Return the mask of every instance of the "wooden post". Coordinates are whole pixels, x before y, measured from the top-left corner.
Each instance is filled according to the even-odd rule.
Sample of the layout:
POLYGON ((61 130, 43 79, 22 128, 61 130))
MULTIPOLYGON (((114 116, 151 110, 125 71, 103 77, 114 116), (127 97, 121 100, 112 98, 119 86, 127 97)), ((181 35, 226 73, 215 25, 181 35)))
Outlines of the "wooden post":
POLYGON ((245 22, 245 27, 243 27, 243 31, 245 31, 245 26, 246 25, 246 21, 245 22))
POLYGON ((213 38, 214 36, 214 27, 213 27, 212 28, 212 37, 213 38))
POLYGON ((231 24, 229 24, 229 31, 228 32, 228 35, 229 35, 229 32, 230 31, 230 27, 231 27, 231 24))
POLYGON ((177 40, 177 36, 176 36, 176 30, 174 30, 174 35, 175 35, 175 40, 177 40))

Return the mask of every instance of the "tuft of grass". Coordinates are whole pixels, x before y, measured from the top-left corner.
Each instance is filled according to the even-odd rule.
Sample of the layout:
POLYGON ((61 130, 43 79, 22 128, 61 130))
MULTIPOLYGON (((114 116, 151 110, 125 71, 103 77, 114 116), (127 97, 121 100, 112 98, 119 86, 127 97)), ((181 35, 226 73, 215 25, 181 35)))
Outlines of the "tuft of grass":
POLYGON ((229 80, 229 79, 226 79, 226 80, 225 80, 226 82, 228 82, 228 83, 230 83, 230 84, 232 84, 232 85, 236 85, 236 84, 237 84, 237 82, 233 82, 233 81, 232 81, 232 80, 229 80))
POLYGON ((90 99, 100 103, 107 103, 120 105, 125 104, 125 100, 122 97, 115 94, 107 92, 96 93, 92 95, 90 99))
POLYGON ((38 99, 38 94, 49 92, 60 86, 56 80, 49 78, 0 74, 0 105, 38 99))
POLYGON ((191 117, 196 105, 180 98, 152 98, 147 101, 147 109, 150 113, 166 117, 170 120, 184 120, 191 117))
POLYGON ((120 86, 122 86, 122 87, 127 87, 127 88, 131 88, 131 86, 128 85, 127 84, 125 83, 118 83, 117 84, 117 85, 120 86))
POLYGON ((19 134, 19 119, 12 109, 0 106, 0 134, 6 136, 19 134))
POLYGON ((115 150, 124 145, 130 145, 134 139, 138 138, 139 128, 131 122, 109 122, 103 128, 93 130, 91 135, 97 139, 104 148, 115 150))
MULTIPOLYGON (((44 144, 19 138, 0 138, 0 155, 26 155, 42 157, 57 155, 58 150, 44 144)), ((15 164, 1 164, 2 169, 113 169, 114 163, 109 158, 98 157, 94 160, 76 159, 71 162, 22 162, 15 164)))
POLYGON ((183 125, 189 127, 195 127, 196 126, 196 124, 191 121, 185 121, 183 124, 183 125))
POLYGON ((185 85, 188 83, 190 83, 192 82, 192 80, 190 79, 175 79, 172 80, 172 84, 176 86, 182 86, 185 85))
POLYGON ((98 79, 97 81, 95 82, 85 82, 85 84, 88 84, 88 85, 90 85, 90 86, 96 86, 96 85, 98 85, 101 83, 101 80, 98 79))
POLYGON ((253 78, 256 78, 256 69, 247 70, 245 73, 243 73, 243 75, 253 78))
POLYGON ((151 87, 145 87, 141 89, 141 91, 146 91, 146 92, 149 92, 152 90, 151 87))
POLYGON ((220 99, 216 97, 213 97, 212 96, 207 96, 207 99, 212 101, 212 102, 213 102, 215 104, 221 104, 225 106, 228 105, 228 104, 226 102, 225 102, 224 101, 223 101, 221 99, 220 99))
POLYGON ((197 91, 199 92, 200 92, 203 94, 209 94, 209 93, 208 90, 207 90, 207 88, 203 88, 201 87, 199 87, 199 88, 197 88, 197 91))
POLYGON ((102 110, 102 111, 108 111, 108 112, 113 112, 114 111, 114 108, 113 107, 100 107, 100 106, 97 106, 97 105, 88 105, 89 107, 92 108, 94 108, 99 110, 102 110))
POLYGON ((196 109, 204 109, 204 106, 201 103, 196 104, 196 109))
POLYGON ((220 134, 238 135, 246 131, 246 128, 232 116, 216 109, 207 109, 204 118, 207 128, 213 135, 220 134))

........

AIM.
Copy the listing word for word, starting at its first line and ending at the line that contains "POLYGON ((177 40, 177", with both of those lines included.

SOLUTION TO THE EXERCISE.
Return the mask of every instance of the "wooden post". Coordinates are whole pixels, x before y, measured from the top-left corner.
Each instance is filled according to the even-odd rule.
Sample of the layout:
POLYGON ((61 130, 43 79, 22 128, 61 130))
MULTIPOLYGON (((114 116, 151 110, 125 71, 103 77, 114 116), (127 97, 121 100, 112 98, 119 86, 127 97)), ((181 35, 226 73, 215 25, 181 35)))
Outlines of the "wooden post":
POLYGON ((245 22, 245 27, 243 27, 243 31, 245 31, 245 26, 246 25, 246 21, 245 22))
POLYGON ((213 38, 214 36, 214 27, 213 27, 212 28, 212 37, 213 38))
POLYGON ((231 24, 229 24, 229 31, 228 32, 228 35, 229 35, 229 32, 230 31, 230 27, 231 27, 231 24))
POLYGON ((177 40, 177 36, 176 36, 176 30, 174 30, 174 35, 175 35, 175 40, 177 40))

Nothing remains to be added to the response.